• [Dataset records]:
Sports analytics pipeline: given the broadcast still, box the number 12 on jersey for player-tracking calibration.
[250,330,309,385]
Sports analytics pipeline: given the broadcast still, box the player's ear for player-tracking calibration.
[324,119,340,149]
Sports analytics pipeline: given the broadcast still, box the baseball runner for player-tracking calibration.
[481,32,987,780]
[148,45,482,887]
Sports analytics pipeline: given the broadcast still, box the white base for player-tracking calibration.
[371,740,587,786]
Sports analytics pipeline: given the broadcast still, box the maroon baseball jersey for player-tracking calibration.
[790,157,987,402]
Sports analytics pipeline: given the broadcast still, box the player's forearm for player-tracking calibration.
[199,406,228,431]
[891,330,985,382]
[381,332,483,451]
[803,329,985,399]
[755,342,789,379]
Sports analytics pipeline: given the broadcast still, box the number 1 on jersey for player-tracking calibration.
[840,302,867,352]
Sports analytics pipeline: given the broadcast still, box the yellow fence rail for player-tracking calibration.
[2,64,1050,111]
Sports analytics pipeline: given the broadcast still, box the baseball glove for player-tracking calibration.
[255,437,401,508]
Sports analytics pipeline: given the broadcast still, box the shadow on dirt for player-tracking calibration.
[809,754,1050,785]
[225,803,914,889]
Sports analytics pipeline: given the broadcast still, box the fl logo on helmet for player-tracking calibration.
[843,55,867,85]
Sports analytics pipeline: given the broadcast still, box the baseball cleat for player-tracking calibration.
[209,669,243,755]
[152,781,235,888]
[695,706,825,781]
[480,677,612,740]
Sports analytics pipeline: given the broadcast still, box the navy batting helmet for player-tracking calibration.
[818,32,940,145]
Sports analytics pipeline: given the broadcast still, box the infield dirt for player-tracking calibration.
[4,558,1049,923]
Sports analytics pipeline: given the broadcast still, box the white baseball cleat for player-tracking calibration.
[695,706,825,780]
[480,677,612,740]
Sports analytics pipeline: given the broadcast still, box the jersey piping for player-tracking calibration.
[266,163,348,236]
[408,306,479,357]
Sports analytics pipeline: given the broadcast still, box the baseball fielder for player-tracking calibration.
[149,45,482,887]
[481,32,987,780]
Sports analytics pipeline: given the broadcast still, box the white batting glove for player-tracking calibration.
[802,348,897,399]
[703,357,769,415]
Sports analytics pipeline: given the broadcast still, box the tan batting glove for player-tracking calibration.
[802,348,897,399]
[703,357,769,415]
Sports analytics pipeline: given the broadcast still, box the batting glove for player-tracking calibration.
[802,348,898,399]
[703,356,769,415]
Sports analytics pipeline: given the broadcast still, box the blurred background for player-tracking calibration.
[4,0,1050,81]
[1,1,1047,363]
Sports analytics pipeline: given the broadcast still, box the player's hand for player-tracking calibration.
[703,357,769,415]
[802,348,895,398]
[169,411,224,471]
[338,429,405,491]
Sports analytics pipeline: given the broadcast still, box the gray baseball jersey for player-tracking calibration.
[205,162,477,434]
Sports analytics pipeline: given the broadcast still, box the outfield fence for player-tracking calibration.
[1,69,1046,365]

• [Directions]:
Retype exactly the lines from the one containing "background for player-tracking calibration." through the last line of the records above, including both.

• [Finished task]:
Sports analytics pipeline: given the broadcast still, box the blurred background for player-tracking calibration.
[4,0,1050,81]
[1,1,1047,363]
Sports analytics pipeline: given the broadcast still, box the player's hand for player-tracking calibration.
[703,357,769,415]
[802,348,895,398]
[169,411,224,471]
[338,429,405,491]
Sports analytics pipeline: given the broadcast still, box the gray baseball jersey for player-tracking calibration.
[205,162,477,434]
Sports analytics pipeline: given the broadcast still, box the outfield fence for player-tracking calibration.
[1,69,1046,365]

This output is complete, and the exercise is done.